DOCUMENT ▸
**********

The film was screened out of competition at the 62nd Berlin International Film Festival in February 2012.

==Reception==
===Critical response===
On review aggregator website Rotten Tomatoes, the film holds an approval rating of 80% based on 198 reviews, with an average rating of 7/10. The website's critical consensus reads, "Despite its somewhat dour approach, Young Adult is a funny and ultimately radical no-holds-barred examination of prolonged adolescence, thanks largely to a convincing performance by Charlize Theron." On Metacritic, the film has a weighted average score of 71 out of 100, based on 42 critics, indicating "generally favorable reviews".

Roger Ebert of the Chicago Sun-Times gave the film three-and-a-half stars out of four, writing, "After I left the screening of Young Adult, my thoughts were mixed. With Thank You for Smoking, Juno, and Up in the Air, Jason Reitman has an incredible track record. Those films were all so rewarding. The character of Mavis makes Young Adult tricky to process. As I absorbed it, I realized what a fearless character study it is. That sometimes it's funny doesn't hurt." Kyle Buchanan of Vulture called Mavis "a woman that dares the audience to dislike her", but
David Haglund of Slate stated that she is "mentally ill" and "suffers from depression, alcoholism, and trichotillomania (compulsive hair pulling)".

**********

TASK SET ▸
• a. According to the Young Adult excerpt, how many reviews is the film's Rotten Tomatoes approval rating based on?
• b. For each statement, say whether it agrees with the Young Adult excerpt, and quote the words that decide it.
(i) The film was screened in competition at the 62nd Berlin International Film Festival.
(ii) Roger Ebert gave the film three-and-a-half stars out of four.
(iii) The film's Metacritic score is based on 42 critics.
None of the entries are needed for these tasks.

INFORMATION SHOWN ▸

**********

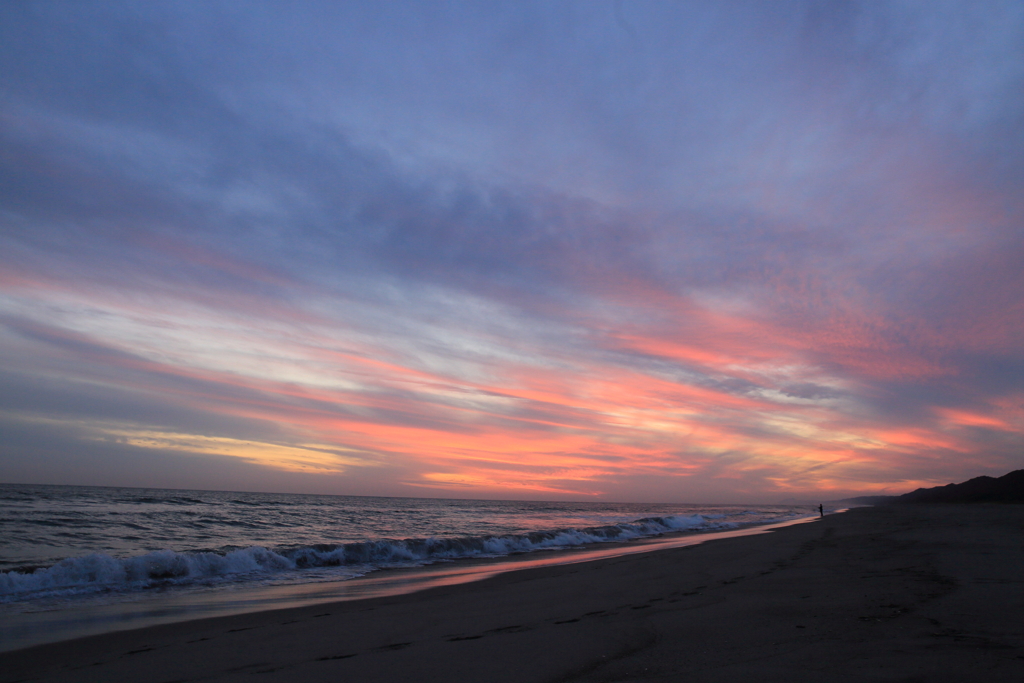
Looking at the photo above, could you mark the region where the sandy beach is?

**********

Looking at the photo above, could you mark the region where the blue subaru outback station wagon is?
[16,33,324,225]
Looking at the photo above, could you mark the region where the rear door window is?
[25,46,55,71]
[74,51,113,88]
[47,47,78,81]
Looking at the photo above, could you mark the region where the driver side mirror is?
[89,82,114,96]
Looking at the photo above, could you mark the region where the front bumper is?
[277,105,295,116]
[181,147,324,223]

**********

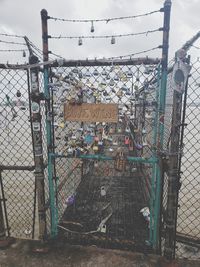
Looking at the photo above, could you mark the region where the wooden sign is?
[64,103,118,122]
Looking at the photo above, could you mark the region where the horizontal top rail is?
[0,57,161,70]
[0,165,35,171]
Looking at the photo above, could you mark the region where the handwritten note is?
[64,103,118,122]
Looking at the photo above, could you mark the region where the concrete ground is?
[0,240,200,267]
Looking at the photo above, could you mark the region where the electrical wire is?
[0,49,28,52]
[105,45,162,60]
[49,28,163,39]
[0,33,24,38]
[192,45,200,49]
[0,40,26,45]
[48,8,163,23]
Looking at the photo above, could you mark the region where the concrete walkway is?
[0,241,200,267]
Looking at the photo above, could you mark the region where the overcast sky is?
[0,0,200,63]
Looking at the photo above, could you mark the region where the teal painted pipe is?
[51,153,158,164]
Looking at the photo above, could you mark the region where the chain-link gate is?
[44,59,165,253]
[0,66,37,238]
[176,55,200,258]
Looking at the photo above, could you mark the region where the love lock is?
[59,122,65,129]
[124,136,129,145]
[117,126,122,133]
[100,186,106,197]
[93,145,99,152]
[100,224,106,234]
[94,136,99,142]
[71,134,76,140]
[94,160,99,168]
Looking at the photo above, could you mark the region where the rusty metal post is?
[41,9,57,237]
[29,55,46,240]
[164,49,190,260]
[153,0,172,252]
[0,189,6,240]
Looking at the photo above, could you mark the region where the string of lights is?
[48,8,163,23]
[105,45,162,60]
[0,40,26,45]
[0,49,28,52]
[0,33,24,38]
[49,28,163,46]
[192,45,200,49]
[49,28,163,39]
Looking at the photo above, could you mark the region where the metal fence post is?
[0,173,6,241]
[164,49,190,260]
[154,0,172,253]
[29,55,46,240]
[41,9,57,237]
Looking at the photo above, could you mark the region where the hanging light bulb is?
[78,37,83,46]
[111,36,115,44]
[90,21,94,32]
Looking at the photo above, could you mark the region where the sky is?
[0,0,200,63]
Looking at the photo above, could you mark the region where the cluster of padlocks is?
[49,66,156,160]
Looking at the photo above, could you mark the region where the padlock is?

**********

SOLUTIONS TO THE TASKS ▸
• a. It is based on 198 reviews.

• b.
(i) No: "The film was screened out of competition at the 62nd Berlin International Film Festival in February 2012."
(ii) Yes: "Roger Ebert of the Chicago Sun-Times gave the film three-and-a-half stars out of four"
(iii) Yes: "the film has a weighted average score of 71 out of 100, based on 42 critics"